### [YOUR OBJECTIVE]
Please count how many lines in the rows below contain the word "Target". Reply with the number alone.

### [MATERIAL PROVIDED]
====
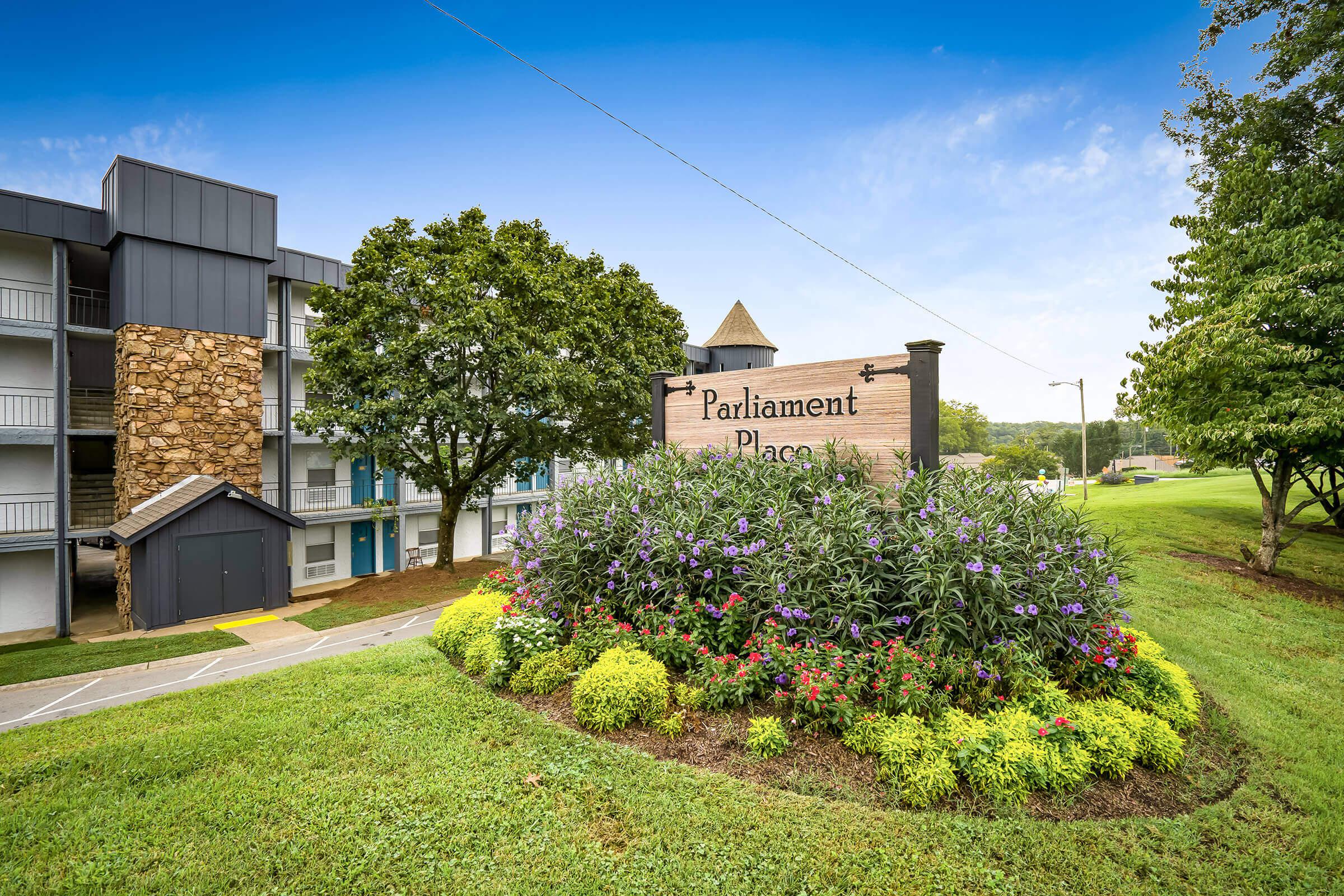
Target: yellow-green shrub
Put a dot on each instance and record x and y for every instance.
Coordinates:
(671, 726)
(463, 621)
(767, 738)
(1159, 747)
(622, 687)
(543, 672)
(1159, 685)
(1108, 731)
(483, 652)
====
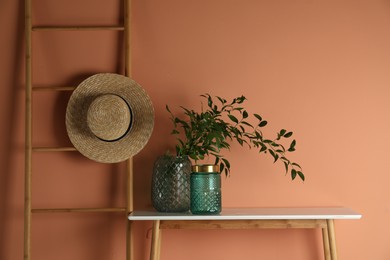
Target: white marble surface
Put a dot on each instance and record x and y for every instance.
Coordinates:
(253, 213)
====
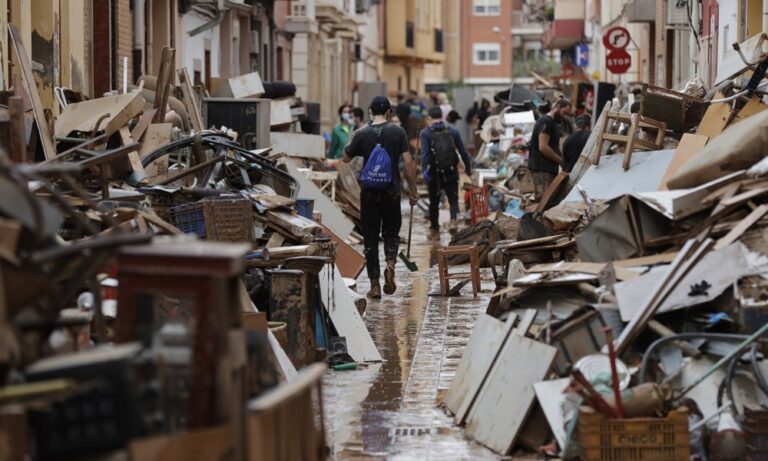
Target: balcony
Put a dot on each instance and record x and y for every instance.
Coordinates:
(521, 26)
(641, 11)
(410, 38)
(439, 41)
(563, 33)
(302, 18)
====
### [ANSWER FOR THIS EXERCISE]
3